Ihre Aufgaben:
**1.** Extrahieren Sie aus dem Text über die CTE-Studie den Abschnitt von „Die Studie ist“ bis einschließlich „ist sehr frappierend.“.
**2.** Welche Spieler sind laut dem Text über die CTE-Studie betroffen?

Die Studie ist ein weiterer, sehr drastischer Beleg dafür, dass CTE in einem Zusammenhang steht mit traumatisch bedingten Blutungen und mit Traumata verursachenden Sportarten wie American Football und anderen. Die Forscher kommen zu dem Schluss: CTE kann nicht nur die Folge von der Ausübung von American Football sein, sondern American Football führt zu CTE. Dieses Fazit der Forscher ist sehr frappierend.
Der Untersuchung zufolge trifft es alle Spieler, egal auf welcher Position sie eingesetzt wurden.

Erfasste Daten:
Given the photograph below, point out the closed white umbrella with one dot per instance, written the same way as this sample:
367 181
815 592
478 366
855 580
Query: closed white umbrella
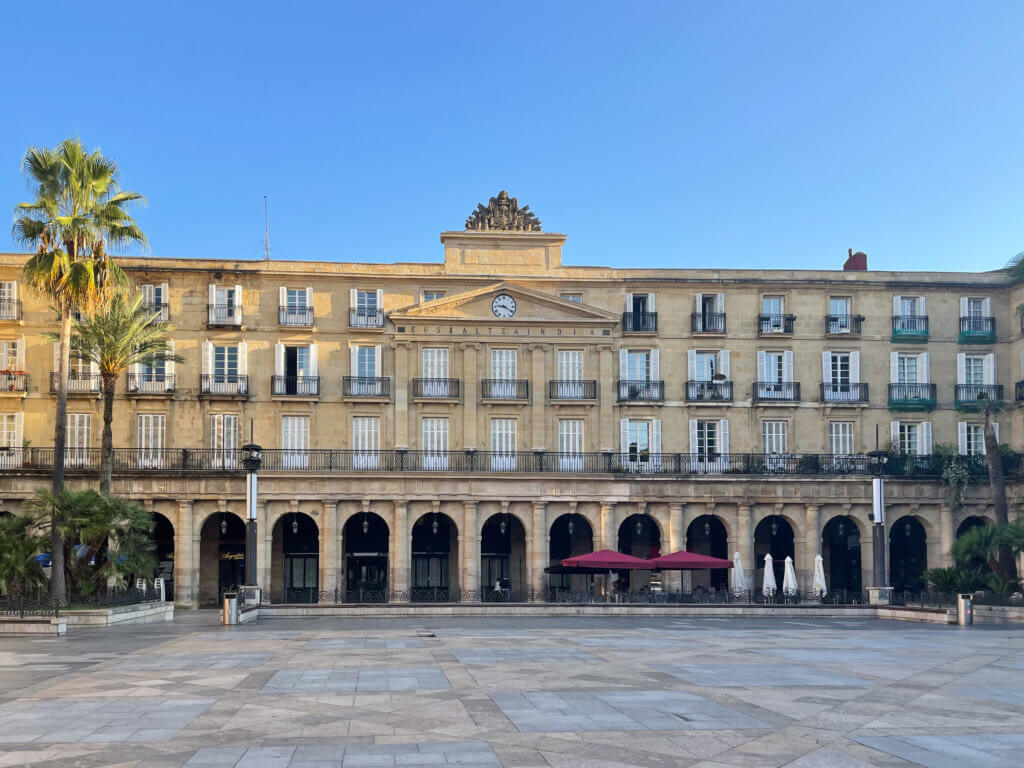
738 582
788 578
819 577
768 585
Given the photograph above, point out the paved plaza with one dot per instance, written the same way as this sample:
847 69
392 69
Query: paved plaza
516 692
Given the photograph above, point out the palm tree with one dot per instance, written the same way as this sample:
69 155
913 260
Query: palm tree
116 337
78 216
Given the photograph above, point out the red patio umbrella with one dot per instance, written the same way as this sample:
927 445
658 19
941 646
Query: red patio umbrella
688 561
605 559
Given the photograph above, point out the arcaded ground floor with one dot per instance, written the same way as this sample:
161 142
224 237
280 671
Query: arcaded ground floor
566 692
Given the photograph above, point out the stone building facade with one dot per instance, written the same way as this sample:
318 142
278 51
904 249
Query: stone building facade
432 427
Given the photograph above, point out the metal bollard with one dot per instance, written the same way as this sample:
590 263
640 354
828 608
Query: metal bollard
965 609
230 614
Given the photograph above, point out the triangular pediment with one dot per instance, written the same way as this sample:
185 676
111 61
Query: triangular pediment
530 305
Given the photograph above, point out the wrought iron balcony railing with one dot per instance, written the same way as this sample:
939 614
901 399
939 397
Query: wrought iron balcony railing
631 390
849 393
13 382
150 384
840 325
307 386
776 391
973 396
223 384
639 323
366 318
78 383
440 388
911 396
366 386
223 314
570 389
709 391
708 323
775 324
302 316
10 309
505 389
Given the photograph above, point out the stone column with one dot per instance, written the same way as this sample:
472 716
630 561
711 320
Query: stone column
400 559
945 537
185 559
470 553
540 548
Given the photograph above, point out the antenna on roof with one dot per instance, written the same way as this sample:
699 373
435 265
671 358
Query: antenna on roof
266 228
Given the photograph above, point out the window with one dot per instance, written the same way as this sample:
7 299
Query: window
366 441
773 436
224 440
295 441
841 437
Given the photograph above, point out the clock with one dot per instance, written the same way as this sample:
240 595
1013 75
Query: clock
503 305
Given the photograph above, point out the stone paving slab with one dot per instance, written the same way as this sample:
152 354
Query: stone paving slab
357 680
619 711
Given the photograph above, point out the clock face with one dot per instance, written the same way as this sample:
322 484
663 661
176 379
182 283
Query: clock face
503 305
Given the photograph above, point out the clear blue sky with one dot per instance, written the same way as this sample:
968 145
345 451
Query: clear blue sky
670 134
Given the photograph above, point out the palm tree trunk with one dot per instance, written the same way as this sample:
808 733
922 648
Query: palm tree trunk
107 456
993 460
57 584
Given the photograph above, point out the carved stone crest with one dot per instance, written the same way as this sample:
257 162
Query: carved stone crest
503 213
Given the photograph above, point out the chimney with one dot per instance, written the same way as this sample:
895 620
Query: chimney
855 262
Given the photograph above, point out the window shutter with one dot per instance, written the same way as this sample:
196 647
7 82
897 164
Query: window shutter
279 359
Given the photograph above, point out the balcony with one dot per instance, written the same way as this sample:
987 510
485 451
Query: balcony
844 325
776 391
13 381
844 394
162 312
977 331
87 384
366 318
709 391
298 386
137 384
505 389
223 315
367 387
10 310
708 323
228 386
972 397
773 325
639 323
911 328
631 390
436 389
572 389
908 397
296 316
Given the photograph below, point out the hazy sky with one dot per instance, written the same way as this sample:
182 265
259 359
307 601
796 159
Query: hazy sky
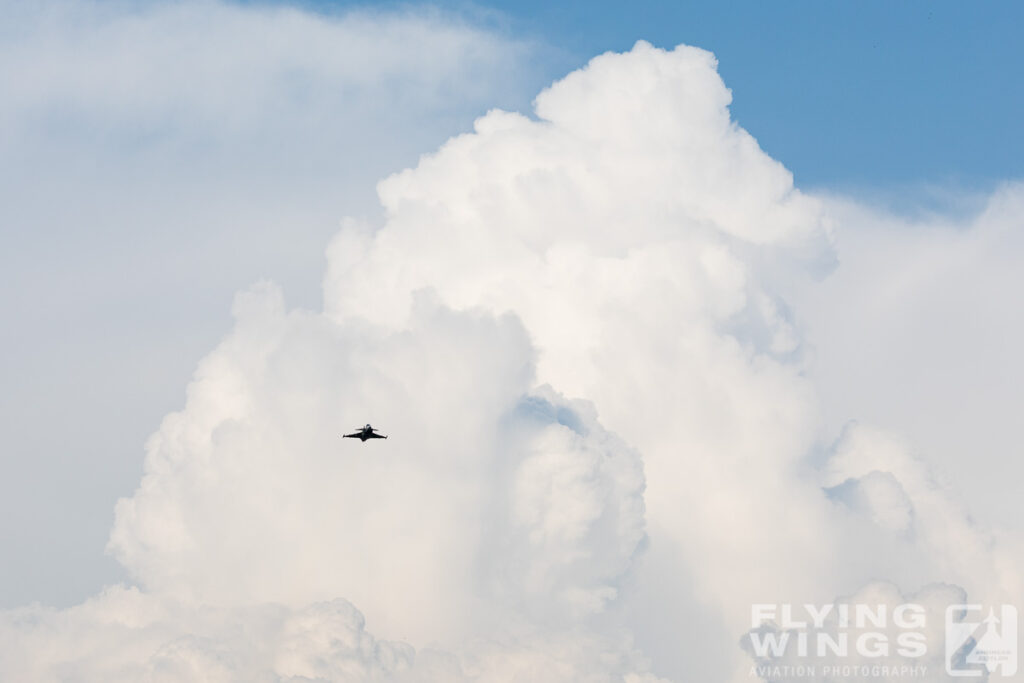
616 311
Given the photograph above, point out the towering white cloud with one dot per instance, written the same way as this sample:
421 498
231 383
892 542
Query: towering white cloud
573 329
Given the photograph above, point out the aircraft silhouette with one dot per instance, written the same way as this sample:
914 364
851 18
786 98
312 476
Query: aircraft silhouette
366 432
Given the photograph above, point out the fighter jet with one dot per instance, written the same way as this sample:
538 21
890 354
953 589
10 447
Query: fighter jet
366 432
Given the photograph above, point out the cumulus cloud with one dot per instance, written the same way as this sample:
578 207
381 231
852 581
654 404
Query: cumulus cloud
574 329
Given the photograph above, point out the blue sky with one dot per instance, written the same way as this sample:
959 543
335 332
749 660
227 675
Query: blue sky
848 95
632 259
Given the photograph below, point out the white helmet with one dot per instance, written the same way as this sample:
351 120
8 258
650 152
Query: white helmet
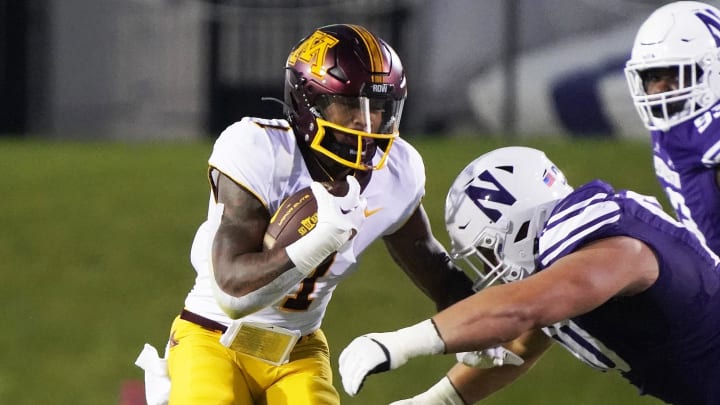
684 35
495 209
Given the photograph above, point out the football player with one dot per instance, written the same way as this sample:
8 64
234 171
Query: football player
674 79
606 274
250 330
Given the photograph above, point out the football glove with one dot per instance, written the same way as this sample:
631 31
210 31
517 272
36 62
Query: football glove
488 358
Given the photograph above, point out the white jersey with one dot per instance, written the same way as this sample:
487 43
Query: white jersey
262 156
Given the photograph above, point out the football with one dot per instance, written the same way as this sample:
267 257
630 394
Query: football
296 216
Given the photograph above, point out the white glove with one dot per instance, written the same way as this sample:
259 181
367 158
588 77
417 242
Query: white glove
488 358
339 218
379 352
442 393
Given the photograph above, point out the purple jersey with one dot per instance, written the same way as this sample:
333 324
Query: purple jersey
685 158
665 340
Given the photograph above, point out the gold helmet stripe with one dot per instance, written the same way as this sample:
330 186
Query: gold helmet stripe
374 52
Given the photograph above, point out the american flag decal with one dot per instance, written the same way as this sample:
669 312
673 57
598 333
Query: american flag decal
548 178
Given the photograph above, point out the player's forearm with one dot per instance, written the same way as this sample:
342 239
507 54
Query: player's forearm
486 319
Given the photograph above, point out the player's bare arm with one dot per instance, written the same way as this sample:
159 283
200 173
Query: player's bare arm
573 285
425 260
240 266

Antworten:
**1.**
Die Studie ist ein weiterer, sehr drastischer Beleg dafür, dass CTE in einem Zusammenhang steht mit traumatisch bedingten Blutungen und mit Traumata verursachenden Sportarten wie American Football und anderen. Die Forscher kommen zu dem Schluss: CTE kann nicht nur die Folge von der Ausübung von American Football sein, sondern American Football führt zu CTE. Dieses Fazit der Forscher ist sehr frappierend.

**2.** Alle Spieler, egal auf welcher Position sie eingesetzt wurden.